WORK REQUIRED: Show each line of the records below where the word "instance" occurs.

INPUT FOR THIS TASK:
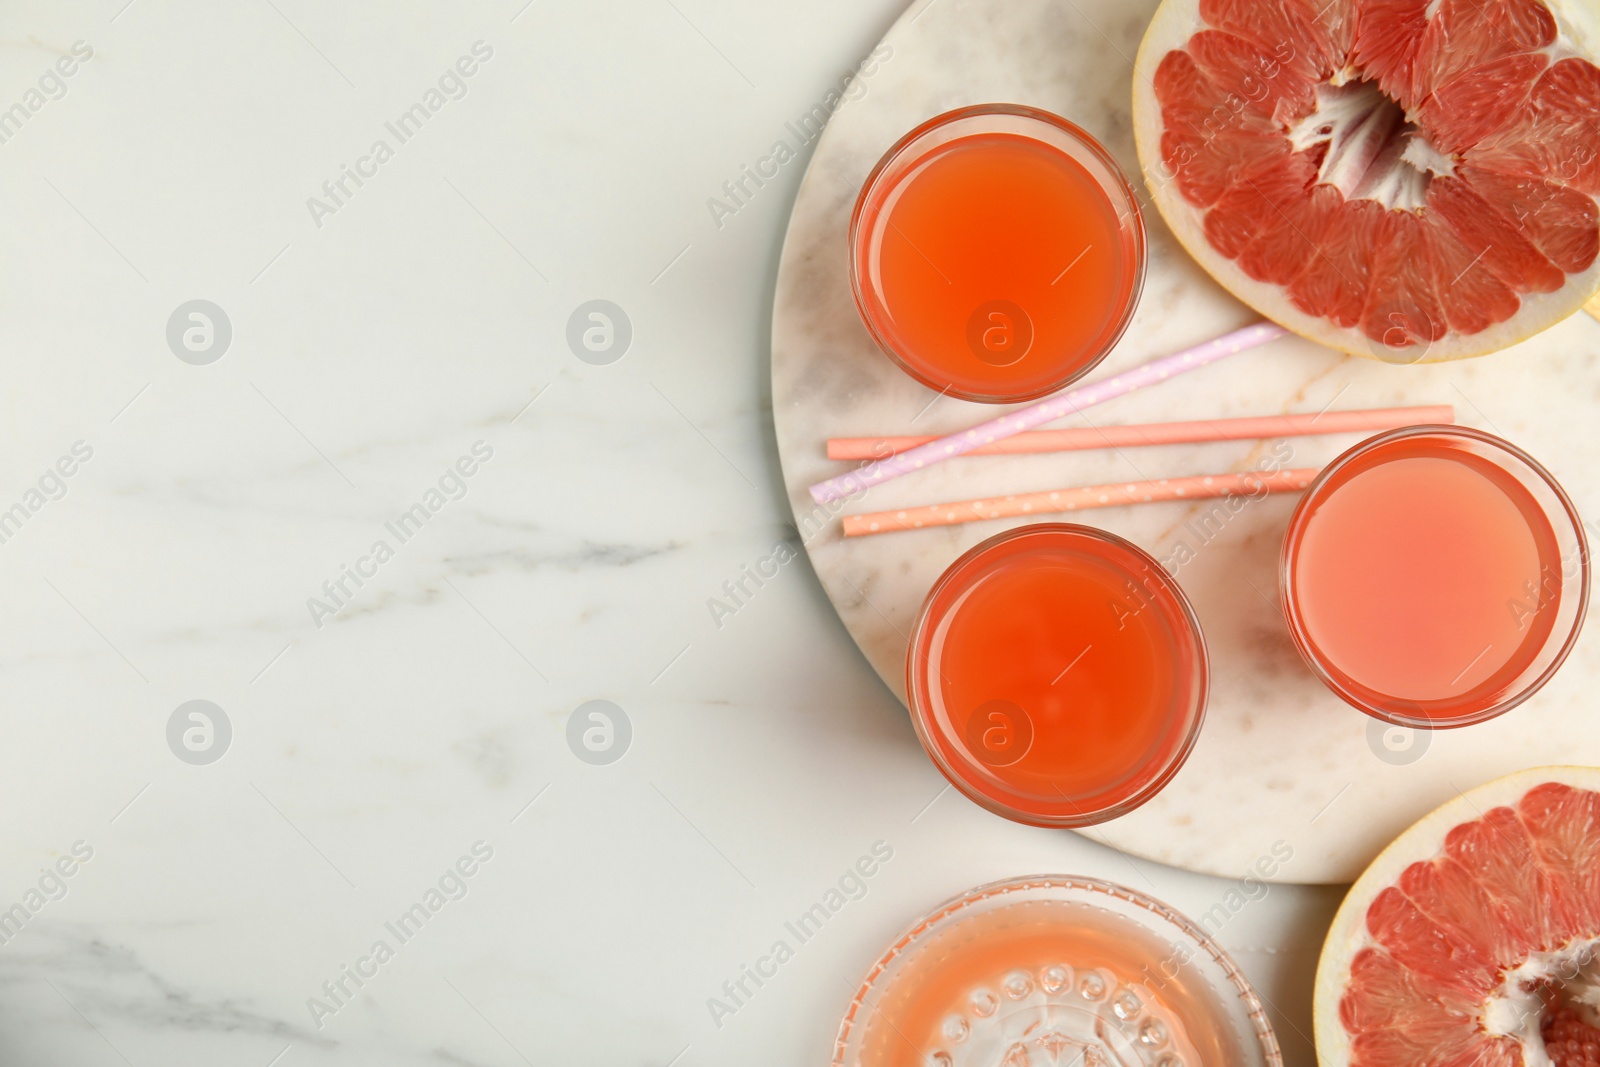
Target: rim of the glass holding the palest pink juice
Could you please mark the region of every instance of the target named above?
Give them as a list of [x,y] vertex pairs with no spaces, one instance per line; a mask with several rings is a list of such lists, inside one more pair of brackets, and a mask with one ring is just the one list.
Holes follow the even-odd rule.
[[[1528,470],[1550,490],[1555,499],[1562,506],[1562,515],[1552,515],[1549,509],[1541,509],[1550,520],[1565,518],[1578,539],[1578,606],[1573,616],[1573,624],[1565,637],[1560,638],[1560,648],[1555,657],[1539,672],[1538,677],[1518,686],[1517,693],[1498,701],[1496,704],[1472,712],[1469,715],[1456,715],[1448,718],[1429,718],[1426,715],[1405,715],[1402,712],[1378,707],[1373,701],[1366,699],[1362,693],[1354,689],[1350,685],[1339,677],[1331,664],[1323,662],[1323,656],[1317,651],[1315,643],[1306,629],[1304,613],[1299,606],[1299,598],[1294,592],[1294,558],[1296,549],[1299,547],[1306,526],[1310,522],[1312,502],[1318,499],[1320,493],[1325,490],[1328,482],[1331,482],[1339,472],[1346,470],[1350,464],[1360,461],[1362,458],[1371,454],[1378,448],[1392,445],[1394,442],[1408,440],[1414,437],[1443,437],[1443,438],[1459,438],[1474,442],[1477,445],[1485,445],[1490,450],[1506,453]],[[1509,474],[1517,475],[1518,472],[1510,470]],[[1518,478],[1520,480],[1520,478]],[[1555,523],[1552,522],[1552,526]],[[1288,624],[1290,638],[1294,641],[1294,648],[1299,651],[1301,659],[1310,667],[1317,680],[1328,686],[1334,696],[1342,699],[1350,707],[1371,715],[1373,718],[1389,723],[1392,726],[1403,726],[1408,729],[1459,729],[1462,726],[1475,726],[1477,723],[1485,723],[1493,718],[1499,718],[1506,712],[1520,707],[1530,697],[1533,697],[1544,685],[1555,677],[1562,664],[1571,654],[1578,643],[1578,635],[1584,629],[1584,619],[1589,614],[1589,537],[1584,533],[1584,520],[1578,514],[1578,507],[1573,499],[1562,488],[1562,483],[1555,480],[1555,475],[1546,469],[1538,459],[1525,453],[1517,445],[1512,445],[1502,437],[1488,434],[1485,430],[1474,429],[1470,426],[1454,426],[1448,422],[1424,422],[1418,426],[1403,426],[1395,430],[1386,430],[1368,437],[1349,450],[1341,453],[1333,462],[1322,469],[1322,472],[1306,486],[1306,494],[1301,498],[1299,504],[1294,507],[1294,514],[1290,517],[1290,525],[1283,533],[1283,549],[1278,553],[1278,600],[1283,608],[1283,619]],[[1549,648],[1557,638],[1555,633],[1546,643]],[[1542,649],[1541,649],[1542,651]],[[1370,689],[1376,693],[1376,689]],[[1400,699],[1400,697],[1397,697]],[[1413,701],[1414,704],[1414,701]]]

EXERCISE OUTPUT:
Could you please mark the region of every instance of the target named above?
Give them as a list of [x,y] vertex pairs with no spaces, one instance per line; a mask with several rings is a list of such lists, inside one more pair of brackets, and a mask with one ring is just the one list.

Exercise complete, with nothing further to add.